Data for review:

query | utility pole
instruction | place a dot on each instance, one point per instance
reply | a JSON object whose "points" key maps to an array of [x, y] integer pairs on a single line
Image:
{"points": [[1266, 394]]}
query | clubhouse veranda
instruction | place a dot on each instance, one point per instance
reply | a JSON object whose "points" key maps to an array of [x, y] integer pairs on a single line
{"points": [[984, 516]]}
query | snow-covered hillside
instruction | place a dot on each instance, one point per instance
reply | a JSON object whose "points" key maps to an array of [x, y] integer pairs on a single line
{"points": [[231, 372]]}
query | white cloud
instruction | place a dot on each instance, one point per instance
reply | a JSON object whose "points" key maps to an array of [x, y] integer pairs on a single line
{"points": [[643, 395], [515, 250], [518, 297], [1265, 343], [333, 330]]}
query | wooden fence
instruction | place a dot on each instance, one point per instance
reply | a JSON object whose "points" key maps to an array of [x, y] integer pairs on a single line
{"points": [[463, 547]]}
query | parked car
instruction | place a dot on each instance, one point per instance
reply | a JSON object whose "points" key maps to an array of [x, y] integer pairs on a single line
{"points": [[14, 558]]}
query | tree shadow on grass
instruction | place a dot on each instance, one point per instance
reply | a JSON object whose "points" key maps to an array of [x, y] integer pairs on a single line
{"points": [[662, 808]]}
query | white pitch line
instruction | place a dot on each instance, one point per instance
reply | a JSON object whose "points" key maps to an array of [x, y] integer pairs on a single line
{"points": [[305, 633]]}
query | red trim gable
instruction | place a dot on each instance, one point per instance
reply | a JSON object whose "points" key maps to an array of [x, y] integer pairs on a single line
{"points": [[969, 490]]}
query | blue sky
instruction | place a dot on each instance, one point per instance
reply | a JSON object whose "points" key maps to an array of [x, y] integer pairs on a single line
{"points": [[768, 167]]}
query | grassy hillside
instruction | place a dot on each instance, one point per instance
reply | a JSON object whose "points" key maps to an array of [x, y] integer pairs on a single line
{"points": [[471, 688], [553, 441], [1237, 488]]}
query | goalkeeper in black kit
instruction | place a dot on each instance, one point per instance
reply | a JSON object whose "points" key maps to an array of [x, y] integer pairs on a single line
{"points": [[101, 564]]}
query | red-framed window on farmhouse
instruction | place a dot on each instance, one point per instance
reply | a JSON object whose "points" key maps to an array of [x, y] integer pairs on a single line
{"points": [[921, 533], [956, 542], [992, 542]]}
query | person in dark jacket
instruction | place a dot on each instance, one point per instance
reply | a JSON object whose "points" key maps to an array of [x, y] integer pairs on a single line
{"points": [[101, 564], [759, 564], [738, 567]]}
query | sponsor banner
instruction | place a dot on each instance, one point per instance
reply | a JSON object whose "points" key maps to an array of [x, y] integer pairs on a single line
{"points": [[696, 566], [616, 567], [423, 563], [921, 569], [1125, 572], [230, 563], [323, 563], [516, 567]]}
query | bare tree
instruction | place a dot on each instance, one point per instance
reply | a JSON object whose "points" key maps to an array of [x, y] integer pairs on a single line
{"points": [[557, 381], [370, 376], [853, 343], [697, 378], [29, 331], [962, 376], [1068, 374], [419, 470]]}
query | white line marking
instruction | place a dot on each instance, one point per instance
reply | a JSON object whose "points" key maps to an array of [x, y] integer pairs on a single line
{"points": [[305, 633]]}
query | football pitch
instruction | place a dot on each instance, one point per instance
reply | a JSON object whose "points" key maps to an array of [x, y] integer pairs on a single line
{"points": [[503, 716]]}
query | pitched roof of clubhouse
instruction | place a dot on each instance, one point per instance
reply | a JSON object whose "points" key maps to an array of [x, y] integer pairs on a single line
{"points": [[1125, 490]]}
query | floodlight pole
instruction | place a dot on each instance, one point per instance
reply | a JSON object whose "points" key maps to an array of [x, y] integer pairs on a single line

Exercise requirements:
Exactly as they appear above, return all of the records.

Answer area:
query | utility pole
instruction | place a dot on each instance, one point per instance
reply | a JSON object whose "points" key maps to an array of [x, y] integer pairs on a single line
Image:
{"points": [[1266, 394]]}
query | clubhouse veranda
instruction | place a dot on each instance, one point per instance
reply | a JSON object whose "points" key maps to an array of [x, y] integer pairs on a single line
{"points": [[984, 516]]}
query | snow-covered hillside
instruction | place a dot on each instance, one point per instance
reply | a JSON object whose "points" key maps to an array of [x, y] integer pairs on a single line
{"points": [[231, 372]]}
query | white cloud
instruction | place a dot on each instance, one point per instance
reply | a JSON object whose "points" key maps to an array of [x, y] integer pairs on a single line
{"points": [[643, 395], [515, 250], [518, 297], [1265, 343], [333, 330]]}
query | wooden fence
instruction | place a dot on each instance, one point per instance
reply | a JSON object whose "points" key maps to an array of [x, y] integer pairs on a single line
{"points": [[463, 547]]}
query | parked car
instruction | place a dot on each instance, one point per instance
reply | a JSON object whose "points" key maps to an array of [x, y] integer pairs on a single line
{"points": [[14, 558]]}
query | tree shadow on grass
instruction | place a dot on each instance, one point per instance
reply | a JSON object whose "points" key maps to an array of [x, y] integer pairs on a single line
{"points": [[662, 808]]}
query | white pitch line
instruction | place a dot on each instance, one point per instance
reply | a JSON object whose "points" key maps to an array of [x, y] integer pairs on a single line
{"points": [[305, 633]]}
query | red trim gable
instruction | place a dot on each instance, one point per instance
reply | a JSON object whose "points" key maps to an array of [x, y] integer pairs on a single line
{"points": [[969, 490]]}
query | blue sky
instruction | place a dot on each instance, one point per instance
reply | a JSON object whose "points" key maps to an array of [x, y] integer pairs on a single line
{"points": [[768, 167]]}
query | grassy hillside
instruction | place a dot on each instance, one point per instance
reply | a JSON object whose "points" key maps to an array of [x, y] integer pairs on a single line
{"points": [[471, 688], [553, 441], [1237, 488]]}
query | goalkeeper in black kit
instruction | place a dot on each instance, one point per instance
reply | a JSON object whose "points" key maps to an array of [x, y] integer pairs on a single line
{"points": [[101, 564]]}
query | red-framed window on farmhouse
instruction | place a dot on each instance, one point per instance
reply | a JSON object whose "points" key maps to an array of [x, y] integer pairs on a single line
{"points": [[921, 533], [956, 542], [992, 542]]}
query | person in dark jacket
instruction | place a dot on each instance, one point per instance
reply | a JSON object whose "points" key maps to an array of [x, y] integer pairs on a single line
{"points": [[101, 564], [759, 564], [738, 567]]}
query | sponsor banner
instruction | place a dot on each instance, one point per instance
reply | a JSON object whose "points" key maps to an array of [x, y] integer pairs on a single line
{"points": [[696, 566], [616, 567], [423, 563], [921, 569], [1125, 572], [230, 563], [323, 563], [516, 567]]}
query | bare tree
instruction | place a dot on each instance, one point per instance
reply | a JSON object whose "points" key maps to an array of [x, y] integer pairs on a single line
{"points": [[557, 381], [370, 376], [853, 343], [697, 378], [29, 331], [962, 376], [1068, 374], [419, 470]]}
query | white line marking
instruction | place a dot on each instance, one point per instance
reply | a JSON object whose "points" key maps to an array of [x, y] integer pairs on a single line
{"points": [[305, 633]]}
query | football pitch
instruction | place a dot on each instance, one point per instance
reply | a JSON object whose "points" key maps to an array of [x, y] integer pairs on a single line
{"points": [[503, 716]]}
query | pitched roof of clubhouse
instruction | place a dot on each instance, one point per instance
reply | a JSON object whose "points" key maps to an array of [x, y] integer pairs on a single line
{"points": [[1125, 490]]}
query | floodlight pole
instruction | place a dot on each instance, one point per instance
reply | a JSON object whose "points" key maps to an array of [x, y] integer pairs on a single line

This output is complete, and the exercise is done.